EXERCISE TEXT START

Introduction

Disclaimer: This introduction is adapted from the doctoral disseration written by Hoony Kang.

Artificial neural networks train by finding optimal weights, which are the strengths of connections between neuronal nodes. These optimal values are found by minimizing the error between the neural network’s output and what we know should be the true output for given inputs used during training. However, much of the real world is governed by non-stationary dynamics, wherein the underlying statistics of the dynamics drift in time in an arbitrary way. When an artificial neural network (ANN) is trained with a loss function that is uninformed of the different probability spaces present in the training data (e.g., through contextual tokens), the ANN will treat the entire data as if it had come from one stationary probability distribution—in effect, as one ‘event’—and cannot differentiate between the different dynamics without instruction. While this outstanding problem has motivated the study of adaptive dynamical networks, where biological learning rules influence the network weights, the monotonic nature of these rules (that is, where weights increase or decrease monotonically to converge to some local minimum of the loss), including backpropagation, poses yet another problem: the loss of stability.

Yet the living neural networks of brains can rapidly infer contextual changes in real-time, adapt their behavior in accordance with this new environment, and even induce how the organism should act in an unencountered environment. Here, we introduce a learning paradigm that associates learning with the coordination of oscillations of link strength. The paradigm is inspired by the physics of oscillatory rhythms of the mechanical structures that support synapses. It yields rapid adaptation and learning in neural networks while maintaining robustness. Links can rapidly change their coordination of oscillations, endowing the network with the ability to sense subtle context changes in an unsupervised manner. In other words, the network generates the missing contextual tokens required to perform as a generalist AI architecture, capable of predicting dynamics in multiple contexts. Furthermore, the oscillations themselves allow the network to extrapolate dynamics to never-seen-before contexts. This oscillation-based learning paradigm provides a starting point for novel models of learning and cognition. Because it is agnostic to the specific details of the neural network architecture, this paradigm also opens the door for introducing rapid adaptation and learning capabilities into leading AI models.

EXERCISE TEXT END

▸ **ACTIVITIES**:
A. Sum up the introduction on oscillation-based learning in two sentences.
B. Carry the introduction on oscillation-based learning forward from its final sentence.

GIVEN RECORDS START

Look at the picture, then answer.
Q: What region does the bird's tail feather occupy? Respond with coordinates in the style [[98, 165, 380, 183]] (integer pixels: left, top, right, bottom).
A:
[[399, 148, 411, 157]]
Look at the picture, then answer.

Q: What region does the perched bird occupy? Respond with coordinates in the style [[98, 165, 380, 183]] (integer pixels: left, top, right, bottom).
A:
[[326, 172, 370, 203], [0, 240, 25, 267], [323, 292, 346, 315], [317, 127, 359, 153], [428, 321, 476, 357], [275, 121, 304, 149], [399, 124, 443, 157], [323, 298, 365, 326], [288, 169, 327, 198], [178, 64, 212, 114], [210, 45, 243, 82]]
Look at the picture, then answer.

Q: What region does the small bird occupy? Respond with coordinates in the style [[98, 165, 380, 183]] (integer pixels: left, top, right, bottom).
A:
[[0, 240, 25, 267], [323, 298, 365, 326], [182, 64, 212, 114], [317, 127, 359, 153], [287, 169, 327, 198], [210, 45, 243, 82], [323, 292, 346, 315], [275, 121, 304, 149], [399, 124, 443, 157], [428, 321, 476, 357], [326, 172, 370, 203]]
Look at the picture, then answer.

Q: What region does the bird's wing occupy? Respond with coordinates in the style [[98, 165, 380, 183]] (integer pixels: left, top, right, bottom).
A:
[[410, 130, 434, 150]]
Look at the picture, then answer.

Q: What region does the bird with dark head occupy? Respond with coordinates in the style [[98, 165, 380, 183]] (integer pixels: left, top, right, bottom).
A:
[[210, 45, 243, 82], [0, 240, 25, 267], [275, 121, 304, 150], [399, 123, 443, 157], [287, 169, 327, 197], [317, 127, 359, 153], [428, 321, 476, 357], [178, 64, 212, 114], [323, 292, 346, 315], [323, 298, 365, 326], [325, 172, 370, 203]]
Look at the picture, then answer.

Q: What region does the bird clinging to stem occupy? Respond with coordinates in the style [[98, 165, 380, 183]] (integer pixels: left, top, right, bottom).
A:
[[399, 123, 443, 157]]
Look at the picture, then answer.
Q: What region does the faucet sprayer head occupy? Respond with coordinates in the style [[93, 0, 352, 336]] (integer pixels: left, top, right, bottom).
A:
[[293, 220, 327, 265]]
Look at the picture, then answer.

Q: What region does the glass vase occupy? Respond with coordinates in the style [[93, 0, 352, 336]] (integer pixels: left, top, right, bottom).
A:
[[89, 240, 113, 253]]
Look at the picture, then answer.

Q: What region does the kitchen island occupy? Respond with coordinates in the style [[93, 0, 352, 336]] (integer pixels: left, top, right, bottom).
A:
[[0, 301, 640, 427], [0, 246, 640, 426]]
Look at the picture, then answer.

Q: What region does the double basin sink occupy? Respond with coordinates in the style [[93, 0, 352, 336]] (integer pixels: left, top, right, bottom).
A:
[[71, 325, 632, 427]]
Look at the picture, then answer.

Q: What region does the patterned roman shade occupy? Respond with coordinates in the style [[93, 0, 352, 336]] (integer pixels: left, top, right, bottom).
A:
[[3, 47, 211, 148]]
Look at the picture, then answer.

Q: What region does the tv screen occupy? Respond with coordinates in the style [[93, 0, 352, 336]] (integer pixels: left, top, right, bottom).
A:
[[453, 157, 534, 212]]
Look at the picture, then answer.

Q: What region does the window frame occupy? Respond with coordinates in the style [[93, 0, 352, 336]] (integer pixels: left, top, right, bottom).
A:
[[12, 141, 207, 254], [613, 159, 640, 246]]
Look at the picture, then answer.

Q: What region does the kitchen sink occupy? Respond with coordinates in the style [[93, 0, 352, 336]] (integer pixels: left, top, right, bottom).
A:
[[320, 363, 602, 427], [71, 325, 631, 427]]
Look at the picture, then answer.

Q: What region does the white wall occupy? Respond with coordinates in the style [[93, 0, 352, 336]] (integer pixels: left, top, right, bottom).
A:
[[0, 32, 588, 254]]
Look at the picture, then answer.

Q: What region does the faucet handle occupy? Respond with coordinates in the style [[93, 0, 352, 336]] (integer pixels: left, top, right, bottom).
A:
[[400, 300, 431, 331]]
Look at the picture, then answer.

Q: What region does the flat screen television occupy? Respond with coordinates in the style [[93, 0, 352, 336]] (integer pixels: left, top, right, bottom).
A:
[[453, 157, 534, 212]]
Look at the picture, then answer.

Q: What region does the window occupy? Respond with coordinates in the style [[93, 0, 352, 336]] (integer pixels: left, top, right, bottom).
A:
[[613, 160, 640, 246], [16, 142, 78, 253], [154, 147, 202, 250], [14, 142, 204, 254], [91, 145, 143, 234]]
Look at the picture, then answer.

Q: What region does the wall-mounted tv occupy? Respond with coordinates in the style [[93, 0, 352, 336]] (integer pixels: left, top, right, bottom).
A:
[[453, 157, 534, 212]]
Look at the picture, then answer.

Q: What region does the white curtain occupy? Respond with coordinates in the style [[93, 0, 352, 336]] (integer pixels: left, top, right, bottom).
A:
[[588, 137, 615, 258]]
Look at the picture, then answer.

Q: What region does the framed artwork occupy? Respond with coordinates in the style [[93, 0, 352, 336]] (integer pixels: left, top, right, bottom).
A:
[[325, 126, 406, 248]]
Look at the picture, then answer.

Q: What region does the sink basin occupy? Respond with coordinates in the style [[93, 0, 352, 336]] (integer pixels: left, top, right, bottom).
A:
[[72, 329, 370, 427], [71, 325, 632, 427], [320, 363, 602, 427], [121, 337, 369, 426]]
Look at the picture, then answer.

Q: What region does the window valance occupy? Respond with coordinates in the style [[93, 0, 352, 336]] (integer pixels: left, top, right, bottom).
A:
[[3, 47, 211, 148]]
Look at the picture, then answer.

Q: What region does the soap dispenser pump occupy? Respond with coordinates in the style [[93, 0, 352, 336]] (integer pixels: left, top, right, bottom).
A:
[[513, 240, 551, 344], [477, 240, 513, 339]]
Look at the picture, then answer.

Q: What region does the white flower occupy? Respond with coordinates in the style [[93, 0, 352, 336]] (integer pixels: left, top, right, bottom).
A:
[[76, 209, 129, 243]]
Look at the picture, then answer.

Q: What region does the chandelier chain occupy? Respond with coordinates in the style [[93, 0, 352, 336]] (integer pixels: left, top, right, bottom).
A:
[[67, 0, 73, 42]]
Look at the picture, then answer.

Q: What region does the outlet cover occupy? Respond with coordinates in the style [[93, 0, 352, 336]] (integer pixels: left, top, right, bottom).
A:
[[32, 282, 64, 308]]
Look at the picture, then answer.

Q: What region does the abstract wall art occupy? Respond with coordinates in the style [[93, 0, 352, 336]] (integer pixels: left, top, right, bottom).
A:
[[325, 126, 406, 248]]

GIVEN RECORDS END

▸ **ACTIVITY ANSWERS**:
A. An artificial neural network trained with a loss function unaware of the different contexts in its data treats all of it as one stationary distribution, and the monotonic learning rules studied as a remedy, including backpropagation, bring the further problem of lost stability. Inspired by oscillations in the mechanical structures that support synapses, the introduction presents a learning paradigm that ties learning to coordinated oscillations of link strength, letting a network sense context changes without supervision, predict dynamics in multiple contexts, and extrapolate to contexts it has never seen.

B.
This model utilizes dynamical systems theory and algebraic topology (homotopy) theory. Specifically, the model may be thought of as involving dynamic interactions between a network of 0-simplices (nodes) and a network of 1-simplices (links), each evolving as a unique dynamical system. By simply needing to specify the mean phase variables $(R, \langle \Phi\rangle)$ to steer the network into a desired basin of attraction, the dimension required to specify the control object is effectively reduced from $\mathbb{R}^{N_n}$ to $\mathbb{R}^2$.

What is included in this repository

• thomas.csv : CSV file of nonstationary data of Thomas system. This file is used in the example Python notebook that runs the algorithm (see below).
• thomas_periodic_orbit.csv : CSV file of the periodic orbit of the Thomas system, corresponding to b = 0.29 (see sect.4.1.1 in the manuscript).
• rhythmic_sharing_example.ipynb : Jupyter notebook of the algorithm using nonstationary data from the Thomas system, as used in the manuscript. Prediction of stationary states is not shown in the notebook, as that is up to the user to define which $\langle \Phi\rangle$ to freeze. Instead, an output trajectory showing the network continuously hopping through various individual attractors as $\langle \Phi\rangle$ evolves linearly is shown in the notebook output.
• thomas_data_generate.nb : Mathematica notebook used to generate data of Thomas system.

Compatibility

Python 3.9.13

Mathematica 13.2.0.0 (only used for sample data generation; not necessary to run the algorithm)

No GPU is needed. For the Thomas system, runtime is on the order of seconds if executing the code locally on your laptop.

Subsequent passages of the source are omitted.